INSTRUCTIONS FOR THE TASK:
Please write out all of the entries below word for word, leaving the pictures out.

+++ DATA TO USE

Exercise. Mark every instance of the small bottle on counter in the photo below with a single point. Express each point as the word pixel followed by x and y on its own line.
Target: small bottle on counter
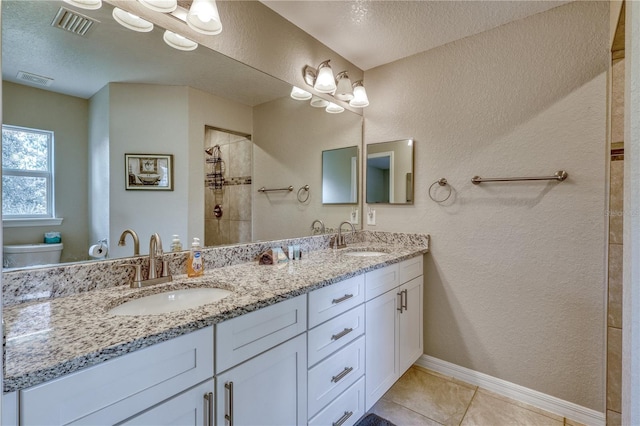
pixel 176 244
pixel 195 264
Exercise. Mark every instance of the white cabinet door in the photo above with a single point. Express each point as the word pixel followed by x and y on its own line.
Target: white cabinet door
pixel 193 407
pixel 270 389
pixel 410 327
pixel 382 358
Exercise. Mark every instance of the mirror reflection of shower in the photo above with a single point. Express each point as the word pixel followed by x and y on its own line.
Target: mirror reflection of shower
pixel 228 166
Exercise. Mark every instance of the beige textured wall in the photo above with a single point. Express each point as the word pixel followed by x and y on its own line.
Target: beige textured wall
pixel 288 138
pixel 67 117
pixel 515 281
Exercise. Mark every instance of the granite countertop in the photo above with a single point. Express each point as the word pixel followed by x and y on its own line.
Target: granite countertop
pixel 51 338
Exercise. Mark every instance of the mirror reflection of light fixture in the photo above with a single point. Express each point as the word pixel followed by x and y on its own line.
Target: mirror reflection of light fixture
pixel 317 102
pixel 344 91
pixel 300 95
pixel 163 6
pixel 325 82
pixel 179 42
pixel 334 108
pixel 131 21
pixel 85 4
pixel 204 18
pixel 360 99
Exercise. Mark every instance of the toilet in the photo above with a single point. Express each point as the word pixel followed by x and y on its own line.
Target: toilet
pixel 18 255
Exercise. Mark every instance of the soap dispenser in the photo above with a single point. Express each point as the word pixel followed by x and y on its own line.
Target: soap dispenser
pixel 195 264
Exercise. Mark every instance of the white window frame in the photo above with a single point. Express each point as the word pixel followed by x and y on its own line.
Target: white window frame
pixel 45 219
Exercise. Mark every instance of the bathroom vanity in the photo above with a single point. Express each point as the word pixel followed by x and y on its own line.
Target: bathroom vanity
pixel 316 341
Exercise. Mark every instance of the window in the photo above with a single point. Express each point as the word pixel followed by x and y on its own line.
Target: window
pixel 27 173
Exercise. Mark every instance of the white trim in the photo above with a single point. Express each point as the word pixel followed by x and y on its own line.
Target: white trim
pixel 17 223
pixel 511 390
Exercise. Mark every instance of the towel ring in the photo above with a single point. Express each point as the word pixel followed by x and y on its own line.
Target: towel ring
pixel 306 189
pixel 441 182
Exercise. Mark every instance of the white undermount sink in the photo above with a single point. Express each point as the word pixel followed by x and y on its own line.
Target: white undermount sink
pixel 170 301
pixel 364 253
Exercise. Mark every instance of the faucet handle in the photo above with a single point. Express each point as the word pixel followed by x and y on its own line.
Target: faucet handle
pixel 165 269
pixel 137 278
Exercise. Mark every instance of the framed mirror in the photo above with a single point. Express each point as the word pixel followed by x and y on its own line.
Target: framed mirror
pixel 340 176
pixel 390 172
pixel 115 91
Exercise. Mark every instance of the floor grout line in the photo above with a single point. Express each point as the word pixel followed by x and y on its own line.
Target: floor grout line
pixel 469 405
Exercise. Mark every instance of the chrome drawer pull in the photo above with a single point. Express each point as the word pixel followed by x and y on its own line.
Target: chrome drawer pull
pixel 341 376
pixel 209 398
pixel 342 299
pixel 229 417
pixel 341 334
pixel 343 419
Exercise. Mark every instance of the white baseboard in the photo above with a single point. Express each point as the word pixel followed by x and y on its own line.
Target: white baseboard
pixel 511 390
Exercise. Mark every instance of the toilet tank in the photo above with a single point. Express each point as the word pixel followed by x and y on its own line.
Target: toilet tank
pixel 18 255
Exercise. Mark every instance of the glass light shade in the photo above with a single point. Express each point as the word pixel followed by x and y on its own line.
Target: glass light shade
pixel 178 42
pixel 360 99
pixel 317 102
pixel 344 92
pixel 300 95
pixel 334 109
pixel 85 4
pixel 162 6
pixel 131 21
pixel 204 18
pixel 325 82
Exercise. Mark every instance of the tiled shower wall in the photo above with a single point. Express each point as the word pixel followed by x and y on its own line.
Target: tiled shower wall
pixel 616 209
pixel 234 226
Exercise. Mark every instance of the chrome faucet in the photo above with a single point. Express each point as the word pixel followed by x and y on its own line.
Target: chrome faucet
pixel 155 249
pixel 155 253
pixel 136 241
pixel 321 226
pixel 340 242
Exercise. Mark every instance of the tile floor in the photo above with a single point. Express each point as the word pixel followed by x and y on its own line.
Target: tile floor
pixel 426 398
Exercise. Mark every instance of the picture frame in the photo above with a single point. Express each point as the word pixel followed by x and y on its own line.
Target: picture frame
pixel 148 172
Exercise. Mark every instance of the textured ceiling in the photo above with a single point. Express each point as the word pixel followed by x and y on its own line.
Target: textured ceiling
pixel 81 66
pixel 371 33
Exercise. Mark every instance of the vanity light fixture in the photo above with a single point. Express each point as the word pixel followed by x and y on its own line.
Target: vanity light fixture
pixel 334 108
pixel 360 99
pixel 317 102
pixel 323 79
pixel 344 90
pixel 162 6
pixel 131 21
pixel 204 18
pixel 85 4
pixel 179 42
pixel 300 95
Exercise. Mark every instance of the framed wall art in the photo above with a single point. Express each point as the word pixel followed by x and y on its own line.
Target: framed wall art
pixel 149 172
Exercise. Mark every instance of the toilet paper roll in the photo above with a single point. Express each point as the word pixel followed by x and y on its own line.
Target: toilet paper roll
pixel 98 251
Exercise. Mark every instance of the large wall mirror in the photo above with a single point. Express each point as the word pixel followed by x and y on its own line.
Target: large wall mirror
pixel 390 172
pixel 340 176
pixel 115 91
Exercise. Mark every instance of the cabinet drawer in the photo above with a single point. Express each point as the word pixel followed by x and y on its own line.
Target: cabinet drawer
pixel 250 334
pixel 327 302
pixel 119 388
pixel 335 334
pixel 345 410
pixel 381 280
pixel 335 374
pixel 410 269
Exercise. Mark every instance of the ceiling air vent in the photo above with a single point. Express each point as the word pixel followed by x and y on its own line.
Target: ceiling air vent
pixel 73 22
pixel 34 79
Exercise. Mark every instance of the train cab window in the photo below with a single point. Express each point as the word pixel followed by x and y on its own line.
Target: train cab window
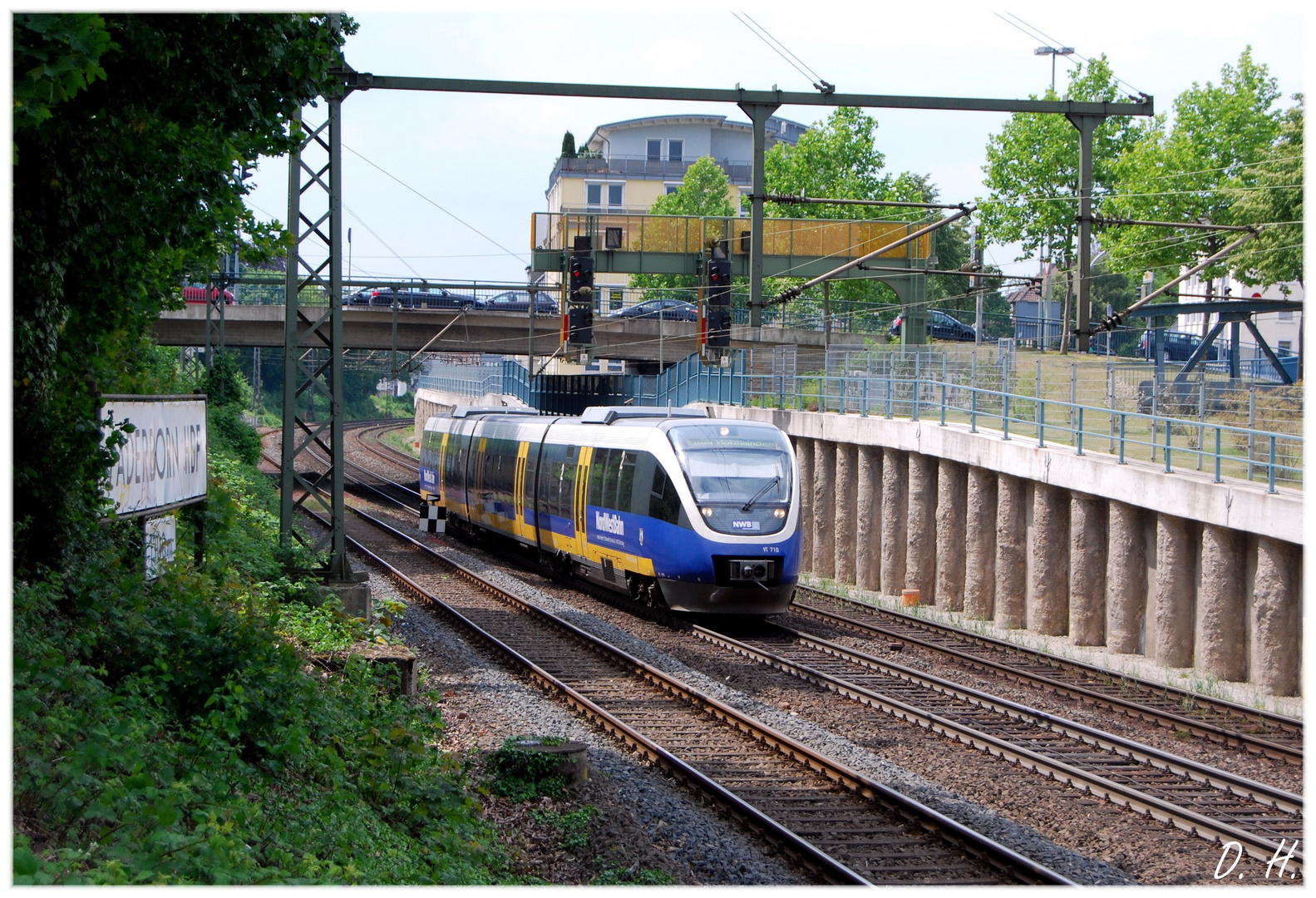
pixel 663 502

++++++

ANSWER:
Exercise. Mark every instance of the small bottle on counter in the photo below with a single point. Express each point as the word pixel followed by x and y on its own line.
Target: small bottle on counter
pixel 176 244
pixel 195 264
Exercise. Mark every instance of the white cabinet door in the photo above with a single point. Express each point as the word pixel followed by x and y on its own line.
Target: white cabinet door
pixel 193 407
pixel 270 389
pixel 410 327
pixel 382 358
Exercise. Mark every instance of the mirror reflection of shower in the photo above with a single point. Express each point as the word pixel followed by x and y on its own line.
Target: mirror reflection of shower
pixel 228 166
Exercise. Mark every instance of the beige textured wall in the photo above with a single point. Express each point as the word pixel followed by x and y on its own line.
Target: beige textured wall
pixel 288 138
pixel 67 117
pixel 515 281
Exercise. Mark every instance of the granite countertop in the photo above with a single point. Express each point as the word pixel followed by x and y on its own line.
Target: granite countertop
pixel 51 338
Exercise. Mark every instance of the mirror reflection of light fixture in the photo above with a single point. Express each point as the word pixel followed by x and y on its own line.
Target: mirror reflection of light fixture
pixel 317 102
pixel 344 91
pixel 300 95
pixel 163 6
pixel 325 82
pixel 179 42
pixel 334 108
pixel 131 21
pixel 85 4
pixel 204 18
pixel 360 99
Exercise. Mark every instance of the toilet in the photo above with a single point. Express each point as the word pixel followed by x and y on its own line.
Target: toilet
pixel 18 255
Exercise. Mark every instance of the soap dispenser in the photo above with a single point. Express each point as the word pixel followed by x and y on its own line.
Target: soap dispenser
pixel 195 264
Exercise. Mark every instance of the white window frame in the photo above with a single point. Express each point as the word pixel followed by x and y on its own line.
Target: white window frame
pixel 45 219
Exercise. Mark every instance of the bathroom vanity in the photo above with a single point. Express each point as the word pixel followed by x and y on its own line.
Target: bathroom vanity
pixel 316 341
Exercise. Mark every instance of the window in the photo above with a single point. Express each point as the word pixel followed by x and y on its own line.
Target: window
pixel 27 173
Exercise. Mark every instance of the white trim in the photo above with a single point. Express each point as the word pixel followed by x and y on its own line.
Target: white trim
pixel 17 223
pixel 511 390
Exercise. Mark every instance of the towel ring in the photo above with a single point. Express each point as the word pixel followed by x and y on its own line.
Target: towel ring
pixel 306 189
pixel 441 182
Exercise. Mark every instance of the white undermount sink in the photo above with a single point. Express each point as the word pixel followed by x and y on its own line.
Target: white undermount sink
pixel 170 301
pixel 364 253
Exercise. Mark every instance of the faucet handle in the photo above with a single point. Express each point as the word pixel followed by x and y on its own line.
Target: faucet handle
pixel 165 269
pixel 137 278
Exercise. Mark every instance of the framed mirror in the photo above with a single point. Express each point as the word pixel followed by x and y on its own line.
Target: framed mirror
pixel 340 176
pixel 390 172
pixel 115 91
Exercise. Mark every instance of the floor grout line in the photo above with a single point. Express each point as the word pixel followed by x and y on its own line.
Target: floor grout line
pixel 469 405
Exercise. Mark every instance of the chrome drawer pull in the photo above with a single point. Express each point as the word pixel followed by x and y on its own line.
Target: chrome drawer pull
pixel 341 376
pixel 209 398
pixel 342 299
pixel 229 417
pixel 341 334
pixel 343 419
Exercise. Mark every instance of the white baseboard in the photo above with a single point. Express each point as the word pixel followed by x and y on its own line.
Target: white baseboard
pixel 511 390
Exercise. Mark every instance of the toilet tank in the photo above with a single point. Express each point as the word pixel followed by x and y on its own line.
Target: toilet tank
pixel 18 255
Exercise. Mark every instance of the glass light shade in the photo above with a single point. Express each point as the word pixel followed by x and y on its own line.
Target: glass light shade
pixel 178 42
pixel 360 99
pixel 317 102
pixel 344 92
pixel 300 95
pixel 334 109
pixel 85 4
pixel 162 6
pixel 131 21
pixel 204 18
pixel 325 82
Exercise. Mark every instance of the tiled shower wall in the photo above with a single point. Express each point as the word pixel followed by x and y on its own line.
Target: tiled shower wall
pixel 616 209
pixel 234 226
Exercise. Mark every instance of the chrome faucet in the photo above with a single point. Express each point as the word pixel followed by x and y on its own line.
Target: chrome faucet
pixel 155 249
pixel 155 253
pixel 136 241
pixel 321 226
pixel 340 242
Exercise. Mark every instance of the tile floor in the photo above with a single point. Express each point as the word pixel followed by x and y on its own line.
Target: tile floor
pixel 426 398
Exercise. Mark every instance of the picture frame in the photo above with a single point. Express each point as the word pixel followed by x and y on its own line.
Target: picture frame
pixel 148 172
Exercise. Mark every instance of the textured ceiling in the photo above with a single point. Express each point as the word pixel followed by x and y on its own line.
Target: textured ceiling
pixel 81 66
pixel 371 33
Exercise. Mark every instance of the vanity light fixture in the photo above with a single point. Express each point as the word pixel followed by x and y on its own line.
Target: vanity light fixture
pixel 334 108
pixel 360 99
pixel 317 102
pixel 323 79
pixel 344 90
pixel 162 6
pixel 131 21
pixel 204 18
pixel 85 4
pixel 179 42
pixel 300 95
Exercise. Mark every instance of the framed wall art in the photo above with a single point. Express each point as the word pixel followed by x and y on its own line.
Target: framed wall art
pixel 149 172
Exercise. Mark every instance of the toilet paper roll in the photo above with a single point. Express each point as the word pixel followed by x and y on its own line.
Target: toilet paper roll
pixel 98 251
Exercise. Mark every instance of the large wall mirror in the photo above with a single point. Express each point as the word pixel followed by x and y on its own line.
Target: large wall mirror
pixel 390 172
pixel 340 176
pixel 115 91
Exercise. Mark every instance of the cabinet drawer in the photo above with a single point. Express each point as the word pixel followed by x and y on its own line.
Target: cabinet drawer
pixel 250 334
pixel 327 302
pixel 119 388
pixel 335 334
pixel 345 410
pixel 381 280
pixel 335 374
pixel 410 269
Exercise. Mark every instance of the ceiling air vent in the photo above with a single point. Express each point as the word pixel followed by x and y on its own line.
Target: ceiling air vent
pixel 73 22
pixel 34 79
Exercise. Mark every instance of the train cab window in the photo below with a single point. Express each point as the word pixel followed by x and y on its own line.
Target: train cab window
pixel 663 502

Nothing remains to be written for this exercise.